§ **Selected text**
▽

No, we're not talking Class V steep creeks. Nor spine-cracking free-fall drops over waterfalls. Nor helicopter support expeditions in remote India. None of the stuff featured in adventure film festivals and, often enough, in the pages of magazines like Canoe & Kayak. We're not talking expedition sponsorship, bank-breaking budgets, blogs, exotic travel.

No. We're talking close-to-home dashes through ephemeral windows of opportunity full of unknown treachery and unexpected grace, where nobody generally goes or even thinks of going. Many are unrunnable 330 days every year, and 365 days on dry years. But for that week or month they are as heady and fraught and gnarly, as full of potential for mishap and hilarity, as any first descent or huck over a lip.

We're talking bicycle shuttles, runs after dinner or over lunch hour, town runs, runs that might include ducking through culverts, runs that make people laugh and point in surprise as you rocket past.

△

§ **What you need to do**
**a.** According to the piece on close-to-home paddling runs, how many days a year are many of these runs unrunnable?
**b.** Carry the piece on close-to-home paddling runs forward from its final sentence.

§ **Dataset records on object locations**

▽

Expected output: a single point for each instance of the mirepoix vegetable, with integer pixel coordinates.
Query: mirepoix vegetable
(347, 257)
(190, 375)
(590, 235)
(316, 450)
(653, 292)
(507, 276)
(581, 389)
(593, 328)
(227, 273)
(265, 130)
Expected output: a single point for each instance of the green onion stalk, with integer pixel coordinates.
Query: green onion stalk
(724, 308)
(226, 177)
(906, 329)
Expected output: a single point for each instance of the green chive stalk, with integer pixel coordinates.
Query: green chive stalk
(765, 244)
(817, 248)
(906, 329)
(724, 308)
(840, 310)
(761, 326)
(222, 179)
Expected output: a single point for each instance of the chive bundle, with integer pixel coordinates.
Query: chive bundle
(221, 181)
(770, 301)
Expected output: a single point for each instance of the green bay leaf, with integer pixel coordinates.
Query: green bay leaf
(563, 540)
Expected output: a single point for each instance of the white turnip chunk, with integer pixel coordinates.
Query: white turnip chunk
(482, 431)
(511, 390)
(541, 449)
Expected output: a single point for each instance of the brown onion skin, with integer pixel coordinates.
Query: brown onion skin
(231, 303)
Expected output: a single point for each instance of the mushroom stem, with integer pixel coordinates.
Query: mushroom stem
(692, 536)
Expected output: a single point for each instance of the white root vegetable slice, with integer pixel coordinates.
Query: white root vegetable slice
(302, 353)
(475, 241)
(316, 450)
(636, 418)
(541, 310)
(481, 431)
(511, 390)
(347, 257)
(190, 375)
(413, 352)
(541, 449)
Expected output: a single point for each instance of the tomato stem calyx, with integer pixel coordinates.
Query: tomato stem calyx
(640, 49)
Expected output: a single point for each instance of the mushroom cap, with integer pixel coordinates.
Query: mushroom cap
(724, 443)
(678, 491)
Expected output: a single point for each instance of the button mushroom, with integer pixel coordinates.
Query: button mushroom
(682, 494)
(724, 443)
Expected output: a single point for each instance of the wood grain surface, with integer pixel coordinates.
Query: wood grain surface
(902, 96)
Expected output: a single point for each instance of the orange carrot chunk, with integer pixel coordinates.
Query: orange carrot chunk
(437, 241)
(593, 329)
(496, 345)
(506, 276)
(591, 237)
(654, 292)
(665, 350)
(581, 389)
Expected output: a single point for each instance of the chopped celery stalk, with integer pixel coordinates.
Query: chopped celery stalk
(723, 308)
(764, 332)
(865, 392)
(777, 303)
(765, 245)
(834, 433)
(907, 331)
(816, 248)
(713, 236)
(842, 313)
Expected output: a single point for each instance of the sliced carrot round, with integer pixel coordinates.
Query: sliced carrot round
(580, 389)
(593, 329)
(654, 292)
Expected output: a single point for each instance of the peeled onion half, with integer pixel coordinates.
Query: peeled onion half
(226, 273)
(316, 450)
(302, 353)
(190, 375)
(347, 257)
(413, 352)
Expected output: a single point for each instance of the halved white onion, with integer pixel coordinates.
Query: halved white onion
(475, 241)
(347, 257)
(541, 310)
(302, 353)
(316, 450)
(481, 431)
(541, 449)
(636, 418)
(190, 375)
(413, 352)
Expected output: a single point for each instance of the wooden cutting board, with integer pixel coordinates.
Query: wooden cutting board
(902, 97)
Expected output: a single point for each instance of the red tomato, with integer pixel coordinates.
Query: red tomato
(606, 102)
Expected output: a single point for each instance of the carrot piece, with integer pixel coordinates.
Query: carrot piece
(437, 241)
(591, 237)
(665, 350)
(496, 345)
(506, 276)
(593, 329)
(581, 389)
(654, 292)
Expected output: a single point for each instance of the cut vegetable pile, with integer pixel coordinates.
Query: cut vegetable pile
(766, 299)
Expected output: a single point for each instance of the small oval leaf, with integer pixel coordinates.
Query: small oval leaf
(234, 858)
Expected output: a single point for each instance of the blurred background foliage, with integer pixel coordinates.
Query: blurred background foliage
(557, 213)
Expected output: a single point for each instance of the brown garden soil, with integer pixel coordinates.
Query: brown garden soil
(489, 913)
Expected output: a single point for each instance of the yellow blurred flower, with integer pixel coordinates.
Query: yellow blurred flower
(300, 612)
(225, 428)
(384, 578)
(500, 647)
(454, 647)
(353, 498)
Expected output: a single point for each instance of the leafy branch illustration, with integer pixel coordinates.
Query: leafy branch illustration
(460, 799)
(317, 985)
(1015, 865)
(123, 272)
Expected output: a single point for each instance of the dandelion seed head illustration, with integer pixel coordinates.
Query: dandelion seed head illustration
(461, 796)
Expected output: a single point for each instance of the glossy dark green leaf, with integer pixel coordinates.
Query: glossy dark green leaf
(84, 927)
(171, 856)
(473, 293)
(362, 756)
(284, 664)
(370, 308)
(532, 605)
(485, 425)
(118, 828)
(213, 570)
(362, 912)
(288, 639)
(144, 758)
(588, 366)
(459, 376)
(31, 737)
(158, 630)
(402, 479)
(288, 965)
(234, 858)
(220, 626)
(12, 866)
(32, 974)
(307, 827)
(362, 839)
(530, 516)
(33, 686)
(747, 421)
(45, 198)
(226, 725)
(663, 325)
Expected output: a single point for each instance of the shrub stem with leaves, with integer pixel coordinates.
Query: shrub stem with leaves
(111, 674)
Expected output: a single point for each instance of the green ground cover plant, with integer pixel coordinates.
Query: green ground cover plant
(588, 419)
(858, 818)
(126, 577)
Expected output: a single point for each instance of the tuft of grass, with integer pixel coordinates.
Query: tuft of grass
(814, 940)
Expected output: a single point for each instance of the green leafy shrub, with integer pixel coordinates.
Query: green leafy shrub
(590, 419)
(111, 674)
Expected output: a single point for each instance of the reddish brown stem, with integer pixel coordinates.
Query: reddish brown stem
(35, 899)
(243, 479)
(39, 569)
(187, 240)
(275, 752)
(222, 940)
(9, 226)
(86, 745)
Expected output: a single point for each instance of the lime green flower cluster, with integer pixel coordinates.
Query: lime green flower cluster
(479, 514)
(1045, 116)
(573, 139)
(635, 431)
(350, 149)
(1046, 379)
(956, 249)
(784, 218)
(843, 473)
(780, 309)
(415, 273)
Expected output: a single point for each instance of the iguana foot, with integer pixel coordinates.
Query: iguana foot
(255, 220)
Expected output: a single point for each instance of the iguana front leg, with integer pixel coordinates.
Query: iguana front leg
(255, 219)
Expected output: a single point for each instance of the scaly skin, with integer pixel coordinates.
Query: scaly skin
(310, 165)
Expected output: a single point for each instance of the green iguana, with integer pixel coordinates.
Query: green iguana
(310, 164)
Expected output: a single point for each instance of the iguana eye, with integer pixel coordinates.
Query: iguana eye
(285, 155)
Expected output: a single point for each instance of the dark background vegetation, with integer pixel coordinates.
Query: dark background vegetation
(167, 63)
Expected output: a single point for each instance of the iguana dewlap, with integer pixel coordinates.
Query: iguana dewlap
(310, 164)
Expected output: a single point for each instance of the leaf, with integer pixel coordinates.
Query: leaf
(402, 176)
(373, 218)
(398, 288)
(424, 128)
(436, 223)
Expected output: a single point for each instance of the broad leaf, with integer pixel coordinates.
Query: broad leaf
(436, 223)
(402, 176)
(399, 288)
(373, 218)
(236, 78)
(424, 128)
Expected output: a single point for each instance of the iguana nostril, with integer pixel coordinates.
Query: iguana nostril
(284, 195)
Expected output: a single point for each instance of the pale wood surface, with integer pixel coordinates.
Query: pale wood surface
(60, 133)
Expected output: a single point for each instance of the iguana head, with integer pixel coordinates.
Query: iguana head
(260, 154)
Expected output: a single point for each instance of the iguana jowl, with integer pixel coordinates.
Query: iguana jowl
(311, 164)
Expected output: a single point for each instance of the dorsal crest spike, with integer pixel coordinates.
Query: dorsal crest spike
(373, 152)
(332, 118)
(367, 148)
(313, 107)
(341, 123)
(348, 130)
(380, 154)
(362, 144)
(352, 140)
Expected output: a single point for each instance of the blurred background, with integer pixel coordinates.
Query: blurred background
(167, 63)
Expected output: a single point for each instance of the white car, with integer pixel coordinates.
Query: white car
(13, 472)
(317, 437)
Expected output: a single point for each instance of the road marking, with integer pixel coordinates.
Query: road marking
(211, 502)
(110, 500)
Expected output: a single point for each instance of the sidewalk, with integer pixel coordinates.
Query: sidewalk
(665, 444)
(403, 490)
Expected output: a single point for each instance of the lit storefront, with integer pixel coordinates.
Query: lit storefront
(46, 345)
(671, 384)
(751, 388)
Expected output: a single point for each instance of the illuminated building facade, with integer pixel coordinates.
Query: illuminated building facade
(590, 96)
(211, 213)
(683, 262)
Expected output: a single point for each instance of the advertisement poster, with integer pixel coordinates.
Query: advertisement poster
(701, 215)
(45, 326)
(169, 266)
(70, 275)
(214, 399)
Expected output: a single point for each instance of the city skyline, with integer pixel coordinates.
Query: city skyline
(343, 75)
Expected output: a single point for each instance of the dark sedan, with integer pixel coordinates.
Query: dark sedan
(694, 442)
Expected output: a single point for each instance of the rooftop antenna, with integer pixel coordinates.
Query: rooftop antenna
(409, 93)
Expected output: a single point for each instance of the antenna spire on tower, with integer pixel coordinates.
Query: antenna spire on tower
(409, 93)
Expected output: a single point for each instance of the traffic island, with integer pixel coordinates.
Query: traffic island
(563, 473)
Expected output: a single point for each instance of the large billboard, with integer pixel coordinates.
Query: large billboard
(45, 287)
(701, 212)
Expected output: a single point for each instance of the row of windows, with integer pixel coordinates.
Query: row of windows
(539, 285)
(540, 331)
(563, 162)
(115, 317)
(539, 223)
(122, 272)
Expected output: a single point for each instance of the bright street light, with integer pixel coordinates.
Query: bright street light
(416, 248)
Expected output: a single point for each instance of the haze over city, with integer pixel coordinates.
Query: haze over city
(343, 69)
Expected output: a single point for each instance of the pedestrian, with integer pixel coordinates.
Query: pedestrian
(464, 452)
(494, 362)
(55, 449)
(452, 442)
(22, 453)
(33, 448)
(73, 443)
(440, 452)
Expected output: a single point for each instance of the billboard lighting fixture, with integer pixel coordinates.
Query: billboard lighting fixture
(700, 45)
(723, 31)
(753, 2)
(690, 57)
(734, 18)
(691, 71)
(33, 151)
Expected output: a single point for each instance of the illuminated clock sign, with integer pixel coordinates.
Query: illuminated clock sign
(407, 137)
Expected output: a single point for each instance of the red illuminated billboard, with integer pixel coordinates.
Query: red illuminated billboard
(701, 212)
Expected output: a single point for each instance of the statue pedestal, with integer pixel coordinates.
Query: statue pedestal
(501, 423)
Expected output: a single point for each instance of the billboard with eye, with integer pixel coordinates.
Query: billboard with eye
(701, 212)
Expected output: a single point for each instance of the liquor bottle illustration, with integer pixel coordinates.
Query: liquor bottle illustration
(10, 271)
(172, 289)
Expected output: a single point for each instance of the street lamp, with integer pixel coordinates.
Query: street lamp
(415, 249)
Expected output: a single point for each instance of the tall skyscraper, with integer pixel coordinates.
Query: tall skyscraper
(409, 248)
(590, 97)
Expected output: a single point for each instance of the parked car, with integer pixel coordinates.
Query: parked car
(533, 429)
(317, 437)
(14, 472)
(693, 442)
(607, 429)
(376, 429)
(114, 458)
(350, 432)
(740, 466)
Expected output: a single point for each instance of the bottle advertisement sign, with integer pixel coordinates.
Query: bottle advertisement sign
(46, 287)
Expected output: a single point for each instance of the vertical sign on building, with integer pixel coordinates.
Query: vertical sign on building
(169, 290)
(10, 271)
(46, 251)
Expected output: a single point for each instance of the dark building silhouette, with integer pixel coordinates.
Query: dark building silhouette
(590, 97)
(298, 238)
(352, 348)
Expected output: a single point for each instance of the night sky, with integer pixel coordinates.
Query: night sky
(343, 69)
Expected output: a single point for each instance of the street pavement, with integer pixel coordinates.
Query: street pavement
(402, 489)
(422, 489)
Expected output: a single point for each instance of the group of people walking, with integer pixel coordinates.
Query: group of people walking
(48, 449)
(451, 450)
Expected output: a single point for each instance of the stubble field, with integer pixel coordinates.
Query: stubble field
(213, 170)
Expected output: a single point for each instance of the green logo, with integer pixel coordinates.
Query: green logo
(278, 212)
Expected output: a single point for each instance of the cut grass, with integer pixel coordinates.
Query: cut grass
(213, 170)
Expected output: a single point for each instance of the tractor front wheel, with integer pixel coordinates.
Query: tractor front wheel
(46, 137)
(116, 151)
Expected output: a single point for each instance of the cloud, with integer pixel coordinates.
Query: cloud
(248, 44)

△

§ **Expected responses**
**a.** 330 days every year, and 365 days in dry years.

**b.**
Photo by Aaron Schmidt

Photo by Aaron Schmidt

In my world, we're talking about the far upper reaches of the Gallatin River, a bump-and-scrape boulder thicket most of the year, but a steady Class II-III rock n' roll for a spring-bright moment. Or the Boulder River, spilling through farm fields, full of curlews and fences and rock-strewn rapids and surfing waves. Or the Shields, draining the Crazy Mountains, with log jams and snags, diversion dams and headgates, low bridges and riprap. Or the Belt, with its amusement-park ride through the walls of the Sluice Boxes. Or the Judith, the East Gallatin, the upper Big Hole, the Clark's Fork of the Yellowstone, the Marias, the upper Dearborn . . .

In my world, every April or May, it's time to watch the river gauges, to pay attention to the thawing nights in the mountains, when runoff bulks up, rolling down the hillsides, filling the creeks, heady and dark with sediment, chattering around bends, moving the furniture.

Maybe it's the inevitable surprises that lure me, or the feeling of entering forbidden territory through a door that opens just a crack, and only if you're ready.

A couple of years back, in May, we saw the Judith filling with runoff, bank full, then more than bank full. Of course, that weekend, we went. You'd never know that this roiling torrent was ankle deep most of the year, that cattle stroll across it and barely get wet.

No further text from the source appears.